(Coordinate annotation records)
^^^^^^^^^^^^^^^^
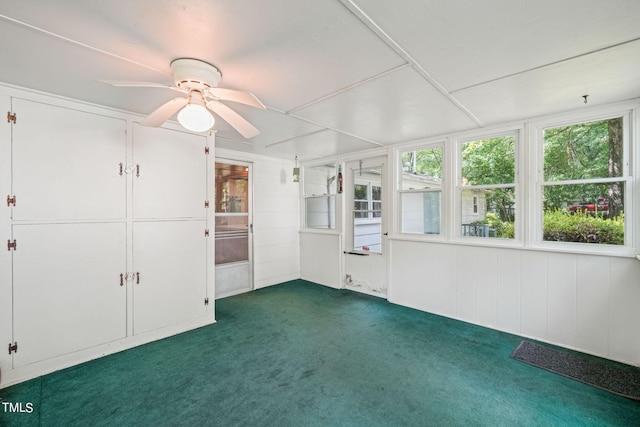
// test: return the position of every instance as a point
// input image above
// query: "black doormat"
(621, 380)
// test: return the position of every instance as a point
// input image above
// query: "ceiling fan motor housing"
(193, 74)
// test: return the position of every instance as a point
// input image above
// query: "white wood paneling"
(173, 174)
(67, 294)
(465, 283)
(533, 301)
(487, 287)
(170, 257)
(509, 290)
(66, 164)
(592, 303)
(446, 283)
(623, 312)
(561, 302)
(6, 334)
(584, 302)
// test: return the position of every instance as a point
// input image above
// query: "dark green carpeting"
(299, 354)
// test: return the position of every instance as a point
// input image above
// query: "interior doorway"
(366, 242)
(233, 227)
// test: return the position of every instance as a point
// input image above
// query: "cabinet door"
(66, 288)
(171, 260)
(172, 177)
(66, 164)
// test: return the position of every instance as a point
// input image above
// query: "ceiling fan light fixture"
(196, 118)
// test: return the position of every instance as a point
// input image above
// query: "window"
(487, 187)
(584, 182)
(367, 201)
(367, 209)
(231, 213)
(319, 195)
(421, 190)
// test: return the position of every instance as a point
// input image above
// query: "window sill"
(578, 249)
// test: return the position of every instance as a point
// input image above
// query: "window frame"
(630, 119)
(333, 197)
(443, 190)
(370, 211)
(519, 203)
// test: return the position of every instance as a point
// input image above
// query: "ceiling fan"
(198, 81)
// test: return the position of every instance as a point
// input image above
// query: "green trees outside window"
(584, 187)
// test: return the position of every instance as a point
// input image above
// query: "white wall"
(584, 302)
(276, 218)
(321, 258)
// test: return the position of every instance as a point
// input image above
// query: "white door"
(169, 172)
(67, 293)
(66, 164)
(233, 237)
(365, 234)
(169, 274)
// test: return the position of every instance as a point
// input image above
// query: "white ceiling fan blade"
(246, 98)
(164, 112)
(238, 122)
(134, 83)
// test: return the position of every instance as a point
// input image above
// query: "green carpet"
(299, 354)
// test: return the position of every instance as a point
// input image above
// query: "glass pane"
(376, 192)
(361, 209)
(422, 168)
(321, 212)
(584, 213)
(421, 212)
(320, 180)
(232, 238)
(367, 236)
(360, 192)
(583, 151)
(232, 188)
(489, 161)
(493, 215)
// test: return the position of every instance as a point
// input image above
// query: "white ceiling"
(337, 76)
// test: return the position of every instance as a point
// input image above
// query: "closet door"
(169, 175)
(169, 223)
(66, 288)
(66, 164)
(170, 263)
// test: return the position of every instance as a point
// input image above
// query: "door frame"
(366, 271)
(250, 263)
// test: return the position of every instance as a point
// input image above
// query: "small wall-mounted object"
(296, 172)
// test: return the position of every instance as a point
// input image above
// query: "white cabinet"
(170, 257)
(110, 227)
(170, 176)
(66, 288)
(66, 164)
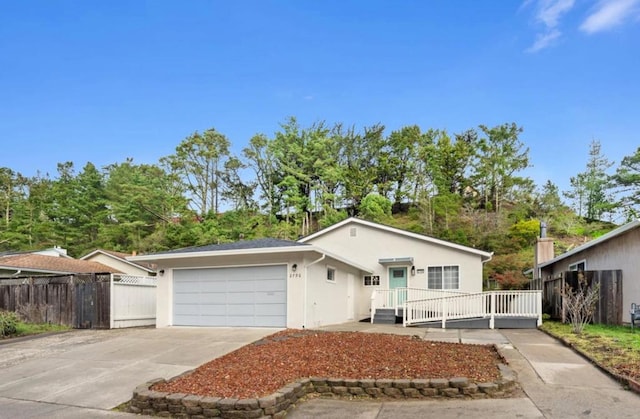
^^^^^^^^^^^^^^^^
* Stated goal *
Pull out each line of the data above that contains the string "frame".

* Response *
// query: "window frame"
// query: "door frame"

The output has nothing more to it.